* _WORK REQUIRED_
Copy out all the records, word for word.

* _DATA_
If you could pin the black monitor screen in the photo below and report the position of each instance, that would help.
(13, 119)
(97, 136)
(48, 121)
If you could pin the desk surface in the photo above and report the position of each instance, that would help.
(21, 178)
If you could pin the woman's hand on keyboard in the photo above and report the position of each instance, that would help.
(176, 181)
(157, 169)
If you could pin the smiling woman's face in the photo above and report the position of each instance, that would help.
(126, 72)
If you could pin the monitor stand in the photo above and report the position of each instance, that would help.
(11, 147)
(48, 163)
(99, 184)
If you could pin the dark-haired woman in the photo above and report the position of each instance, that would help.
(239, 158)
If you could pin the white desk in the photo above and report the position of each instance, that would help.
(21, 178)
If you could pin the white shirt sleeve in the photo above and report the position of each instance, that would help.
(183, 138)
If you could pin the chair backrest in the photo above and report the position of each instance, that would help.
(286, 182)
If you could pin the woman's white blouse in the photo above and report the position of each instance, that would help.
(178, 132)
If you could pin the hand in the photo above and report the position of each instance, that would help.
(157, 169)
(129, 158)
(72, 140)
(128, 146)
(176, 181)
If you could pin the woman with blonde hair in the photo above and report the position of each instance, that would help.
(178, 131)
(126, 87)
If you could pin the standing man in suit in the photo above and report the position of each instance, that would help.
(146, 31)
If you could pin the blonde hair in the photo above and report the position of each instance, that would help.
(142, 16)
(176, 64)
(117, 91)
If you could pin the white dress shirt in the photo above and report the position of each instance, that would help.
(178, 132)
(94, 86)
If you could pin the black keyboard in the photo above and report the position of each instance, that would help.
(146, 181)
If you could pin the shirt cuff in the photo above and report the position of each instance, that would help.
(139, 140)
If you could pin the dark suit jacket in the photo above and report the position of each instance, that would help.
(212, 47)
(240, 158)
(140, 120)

* _FINAL RESULT_
If you could pin the black monitor screen in the photo below and report the position of each instance, that would help.
(13, 119)
(97, 136)
(48, 121)
If you could pin the desk surface in the photo above and report the position of each instance, that would help.
(21, 178)
If you could pin the woman's hand on keyboard in the photo above and report the position of each instance, that would help.
(176, 181)
(157, 169)
If you could pin the smiling woman's face in the photo above and report the position of each instance, that would help.
(126, 72)
If you could pin the monitor stand in the photo above and report the position of each instance, that would help.
(11, 147)
(48, 163)
(99, 184)
If you could pin the dark-haired woman in the photo above and report the position of each instance, that would help.
(239, 158)
If you could pin the white desk in the photo above and report the position of each instance, that would help.
(21, 178)
If you could pin the white shirt sleeve in the photo above and report the position of each instance, that would help.
(183, 138)
If you could pin the chair backrest in the photo above and report the position of each instance, that would help.
(286, 182)
If you could pin the woman's white blouse in the photo above and report the position of each instance, that would help.
(178, 132)
If you could pin the hand in the photo above and report the position of each instance, that would help.
(157, 169)
(129, 158)
(72, 140)
(128, 146)
(176, 181)
If you could pin the woman with blonde hair in the photo above and report the position of each instance, that would help.
(178, 131)
(126, 87)
If you could pin the standing man in suit in the photo above and report the position of each instance, that would help.
(146, 31)
If you could pin the blonde hair in the photo above and report the position of each instance, that would help.
(142, 16)
(176, 64)
(117, 91)
If you could pin the white dress shirt in the photo above and report the position of each instance, that would help.
(178, 132)
(94, 86)
If you could pin the black keyboard in the photo above and report the position of each instance, that would help.
(146, 181)
If you could pin the shirt cuff in the photo above and report the position of each instance, that would help.
(139, 140)
If you could pin the dark suit jacket in the photo above and report the position of each instance, that would help.
(212, 47)
(240, 158)
(140, 120)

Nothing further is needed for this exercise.